#### Page text

Following the outbreak of war in July 1914, Germany faced four years of acute and intensifying austerity on the home front. Meidingers Jugendschriften Verlag, the publishers for whom she worked, were forced to make savings and Paula Dehmel found that she had to pay any fees arising for contributions from fellow authors out of her own pocket. She nevertheless still derived huge satisfaction from her work on the Meidingers Kinderkalender, and relocated to a smaller apartment, which was in Berlin-Steglitz.[31] [37] Despite increasingly serious bouts of energy sapping illness she was still working during 1917 on the Meidingers Kinder-Kalender ("annual") for 1918, of which she is credited as the author-compiler.[38]
During the war years Paula Dehmel's relations with her ex-husband became noticeably less prickly and then more cordial. For the first time since the divorce back in 1899, Paula's friendship circle came to include her husband's second wife, whom she took to calling "Frau Isi" (loosely, "Mrs. Isi"), the name by which Ida Dehmel was known to intimates and other friends.[39] She even started asking Richard for his advice on forthcoming fee contracts. She received his "proposals" for changes to the manuscript for her forthcoming book, Singinens Geschichte (which, as matters turned out, would be published posthumously) gratefully, and with no obvious indications of dissent.[40] [41]
Beyond her immediate family, Paula Dehmel's literary circle included a number of other prominent members of Germany's (mostly Berlin-based) literary elite during this time, including Else Lasker-Schüler, Otto Julius Bierbaum, Arno Holz, Johannes Schlaf and Gustav Kühl.[10]
Paula Dehmel died in Berlin-Steglitz at the end of a long and debilitating illness on 9 July 1918.
After her death Richard Dehmel saw to the publication of her poetry compilation Das liebe Nest (1919) and Singinens Geschichten (1921), in both cases presented as independently produced works by Paula Dehmel. Numerous volumes including works by Paula Dehmel, especially in respect of the poems she wrote for infants and small children, have continued to appear ever since.

########

Given request a |
Can you write out the rows below word for word, from the very first one through the line containing "POLYGON ((110 121, 111", with both ends included?

#### Data for this exercise

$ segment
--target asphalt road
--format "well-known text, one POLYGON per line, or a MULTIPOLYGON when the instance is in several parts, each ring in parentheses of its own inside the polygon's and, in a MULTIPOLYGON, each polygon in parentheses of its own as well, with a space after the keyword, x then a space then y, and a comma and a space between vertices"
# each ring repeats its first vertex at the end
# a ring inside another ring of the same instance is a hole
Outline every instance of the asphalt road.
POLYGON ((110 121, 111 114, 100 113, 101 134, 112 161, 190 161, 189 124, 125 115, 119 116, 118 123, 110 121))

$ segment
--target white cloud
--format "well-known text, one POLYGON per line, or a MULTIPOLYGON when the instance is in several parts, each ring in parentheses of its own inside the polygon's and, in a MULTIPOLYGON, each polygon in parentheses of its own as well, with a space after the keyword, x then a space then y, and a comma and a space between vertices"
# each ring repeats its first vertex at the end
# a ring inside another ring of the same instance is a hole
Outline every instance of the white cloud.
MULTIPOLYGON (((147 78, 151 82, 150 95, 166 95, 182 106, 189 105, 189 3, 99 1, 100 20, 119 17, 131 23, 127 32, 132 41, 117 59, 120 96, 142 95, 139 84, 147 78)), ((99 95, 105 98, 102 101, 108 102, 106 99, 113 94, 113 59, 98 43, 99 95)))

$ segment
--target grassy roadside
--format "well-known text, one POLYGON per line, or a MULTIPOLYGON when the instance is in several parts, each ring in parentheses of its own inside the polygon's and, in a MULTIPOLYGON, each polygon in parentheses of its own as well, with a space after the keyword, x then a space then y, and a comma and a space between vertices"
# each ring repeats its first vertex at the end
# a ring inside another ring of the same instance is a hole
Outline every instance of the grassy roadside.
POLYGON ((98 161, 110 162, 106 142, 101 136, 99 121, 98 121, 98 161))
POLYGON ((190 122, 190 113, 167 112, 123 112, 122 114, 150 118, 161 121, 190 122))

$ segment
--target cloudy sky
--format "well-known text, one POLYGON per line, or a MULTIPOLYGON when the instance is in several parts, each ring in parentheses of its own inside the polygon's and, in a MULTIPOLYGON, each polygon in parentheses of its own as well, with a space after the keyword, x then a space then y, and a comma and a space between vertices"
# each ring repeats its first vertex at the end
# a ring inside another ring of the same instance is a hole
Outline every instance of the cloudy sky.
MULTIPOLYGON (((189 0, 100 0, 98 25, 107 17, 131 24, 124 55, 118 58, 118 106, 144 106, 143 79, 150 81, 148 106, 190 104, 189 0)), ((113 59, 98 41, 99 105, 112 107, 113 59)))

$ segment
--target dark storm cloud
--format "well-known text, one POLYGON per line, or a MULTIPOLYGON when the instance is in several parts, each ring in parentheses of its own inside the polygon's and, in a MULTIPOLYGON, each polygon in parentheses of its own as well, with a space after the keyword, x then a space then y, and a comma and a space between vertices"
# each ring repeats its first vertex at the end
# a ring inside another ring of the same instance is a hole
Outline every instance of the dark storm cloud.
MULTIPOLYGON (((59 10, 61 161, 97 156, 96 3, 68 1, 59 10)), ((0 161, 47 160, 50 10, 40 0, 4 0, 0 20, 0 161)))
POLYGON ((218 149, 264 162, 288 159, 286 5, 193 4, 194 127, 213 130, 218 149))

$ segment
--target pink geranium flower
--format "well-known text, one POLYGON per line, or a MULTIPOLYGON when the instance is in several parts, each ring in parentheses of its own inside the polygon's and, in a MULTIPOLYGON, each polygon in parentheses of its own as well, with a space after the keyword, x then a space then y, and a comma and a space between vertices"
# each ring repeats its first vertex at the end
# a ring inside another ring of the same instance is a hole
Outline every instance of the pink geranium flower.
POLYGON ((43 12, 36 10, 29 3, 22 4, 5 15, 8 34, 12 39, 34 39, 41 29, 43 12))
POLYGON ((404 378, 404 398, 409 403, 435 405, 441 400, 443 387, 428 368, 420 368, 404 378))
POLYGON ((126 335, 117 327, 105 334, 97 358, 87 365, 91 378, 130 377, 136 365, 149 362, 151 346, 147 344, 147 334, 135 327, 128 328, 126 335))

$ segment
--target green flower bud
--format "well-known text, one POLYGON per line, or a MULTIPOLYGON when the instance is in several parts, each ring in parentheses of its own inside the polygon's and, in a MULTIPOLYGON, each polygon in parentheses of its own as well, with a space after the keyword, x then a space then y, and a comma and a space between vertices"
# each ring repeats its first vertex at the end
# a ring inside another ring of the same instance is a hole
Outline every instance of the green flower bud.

########

Given request b |
Could you reproduce word for word the part of the Paula Dehmel text above that opens with the words "After her death" and closes with "appear ever since."?

Task result a |
$ segment
--target asphalt road
--format "well-known text, one POLYGON per line, or a MULTIPOLYGON when the instance is in several parts, each ring in parentheses of its own inside the polygon's and, in a MULTIPOLYGON, each polygon in parentheses of its own as well, with a space after the keyword, x then a space then y, and a comma and a space between vertices"
# each ring repeats its first vertex at the end
# a ring inside another ring of the same instance is a hole
Outline every instance of the asphalt road.
POLYGON ((110 121, 111 114, 100 113, 101 134, 112 161, 190 161, 189 124, 125 115, 119 116, 118 123, 110 121))

Task result b |
After her death Richard Dehmel saw to the publication of her poetry compilation Das liebe Nest (1919) and Singinens Geschichten (1921), in both cases presented as independently produced works by Paula Dehmel. Numerous volumes including works by Paula Dehmel, especially in respect of the poems she wrote for infants and small children, have continued to appear ever since.